------ Input rows

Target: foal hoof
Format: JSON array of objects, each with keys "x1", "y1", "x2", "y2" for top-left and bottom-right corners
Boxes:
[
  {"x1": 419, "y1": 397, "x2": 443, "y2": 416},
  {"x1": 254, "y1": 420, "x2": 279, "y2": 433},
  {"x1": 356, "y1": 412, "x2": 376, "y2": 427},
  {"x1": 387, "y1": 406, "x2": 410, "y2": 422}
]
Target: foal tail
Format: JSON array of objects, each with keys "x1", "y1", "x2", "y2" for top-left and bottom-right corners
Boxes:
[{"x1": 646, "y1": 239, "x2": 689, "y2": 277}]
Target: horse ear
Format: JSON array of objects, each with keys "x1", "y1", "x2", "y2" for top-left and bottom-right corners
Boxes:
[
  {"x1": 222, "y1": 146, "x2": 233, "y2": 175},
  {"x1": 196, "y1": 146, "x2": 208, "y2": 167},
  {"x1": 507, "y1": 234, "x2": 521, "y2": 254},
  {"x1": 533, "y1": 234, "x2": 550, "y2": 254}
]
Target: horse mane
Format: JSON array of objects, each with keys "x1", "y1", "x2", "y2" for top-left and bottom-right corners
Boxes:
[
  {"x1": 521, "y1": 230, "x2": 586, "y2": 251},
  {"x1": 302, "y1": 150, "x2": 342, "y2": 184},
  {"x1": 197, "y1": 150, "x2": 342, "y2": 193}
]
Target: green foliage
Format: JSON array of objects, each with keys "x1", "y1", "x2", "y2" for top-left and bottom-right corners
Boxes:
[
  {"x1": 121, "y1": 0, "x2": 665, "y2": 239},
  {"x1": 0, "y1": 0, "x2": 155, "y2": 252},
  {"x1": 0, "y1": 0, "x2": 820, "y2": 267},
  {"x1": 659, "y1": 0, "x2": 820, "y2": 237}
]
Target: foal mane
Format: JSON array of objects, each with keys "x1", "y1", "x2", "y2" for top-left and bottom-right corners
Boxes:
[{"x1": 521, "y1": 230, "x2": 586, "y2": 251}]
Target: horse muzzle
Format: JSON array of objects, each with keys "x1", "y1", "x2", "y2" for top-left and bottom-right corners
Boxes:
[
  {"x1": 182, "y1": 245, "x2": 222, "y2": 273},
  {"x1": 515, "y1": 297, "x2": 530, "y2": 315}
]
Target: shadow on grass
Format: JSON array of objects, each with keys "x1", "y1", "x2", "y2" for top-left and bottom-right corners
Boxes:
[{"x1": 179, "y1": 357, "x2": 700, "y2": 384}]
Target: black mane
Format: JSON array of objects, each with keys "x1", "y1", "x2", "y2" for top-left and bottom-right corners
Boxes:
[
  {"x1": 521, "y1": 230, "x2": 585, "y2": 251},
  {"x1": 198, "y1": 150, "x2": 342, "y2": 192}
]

------------

◆ **The problem**
Swap every "foal" in the records above for "colt" and write the records out again, leaving everything else unchanged.

◆ **Worked solution**
Target: colt hoof
Format: JSON array of objects, each with keys "x1", "y1", "x2", "y2" for top-left and bottom-right corners
Boxes:
[
  {"x1": 419, "y1": 397, "x2": 443, "y2": 416},
  {"x1": 254, "y1": 420, "x2": 279, "y2": 433},
  {"x1": 356, "y1": 412, "x2": 376, "y2": 427},
  {"x1": 387, "y1": 406, "x2": 410, "y2": 422}
]
Target: colt tail
Format: JSON array of objects, each with keys "x1", "y1", "x2", "y2" for top-left and bottom-right corners
Boxes:
[{"x1": 646, "y1": 239, "x2": 689, "y2": 277}]
Target: horse ear
Format: JSON array of objects, each with keys "x1", "y1", "x2", "y2" for top-left and bottom-right corners
Boxes:
[
  {"x1": 222, "y1": 146, "x2": 233, "y2": 175},
  {"x1": 196, "y1": 146, "x2": 208, "y2": 167},
  {"x1": 507, "y1": 234, "x2": 521, "y2": 254},
  {"x1": 533, "y1": 234, "x2": 550, "y2": 254}
]
Target: horse mane
Format: JSON array of objects, each with keys "x1", "y1", "x2", "y2" for top-left and bottom-right corners
Boxes:
[
  {"x1": 521, "y1": 230, "x2": 586, "y2": 251},
  {"x1": 302, "y1": 150, "x2": 342, "y2": 184},
  {"x1": 197, "y1": 150, "x2": 342, "y2": 193}
]
Target: green foliage
Format: JSON array of objects, each with keys "x1", "y1", "x2", "y2" for top-left and bottom-right corners
Boxes:
[
  {"x1": 121, "y1": 0, "x2": 665, "y2": 239},
  {"x1": 0, "y1": 0, "x2": 155, "y2": 252},
  {"x1": 0, "y1": 0, "x2": 820, "y2": 267},
  {"x1": 659, "y1": 0, "x2": 820, "y2": 237}
]
Target: colt mane
Format: JSON array of objects, each with keys "x1", "y1", "x2", "y2" for top-left and bottom-right corners
Boxes:
[{"x1": 521, "y1": 230, "x2": 586, "y2": 251}]
Target: horse muzzle
Format: JSON array of objects, each with keys "x1", "y1", "x2", "y2" for top-left and bottom-right corners
Boxes:
[
  {"x1": 182, "y1": 245, "x2": 222, "y2": 273},
  {"x1": 515, "y1": 297, "x2": 530, "y2": 315}
]
Target: shadow on grass
Format: JSON array of objects, each with keys "x1", "y1", "x2", "y2" for top-left and bottom-right corners
Boxes:
[{"x1": 179, "y1": 357, "x2": 700, "y2": 384}]
Target: black mane
Format: JSON array of objects, each with keys "x1", "y1", "x2", "y2" for top-left and bottom-right corners
Boxes:
[
  {"x1": 521, "y1": 230, "x2": 585, "y2": 251},
  {"x1": 198, "y1": 150, "x2": 342, "y2": 192}
]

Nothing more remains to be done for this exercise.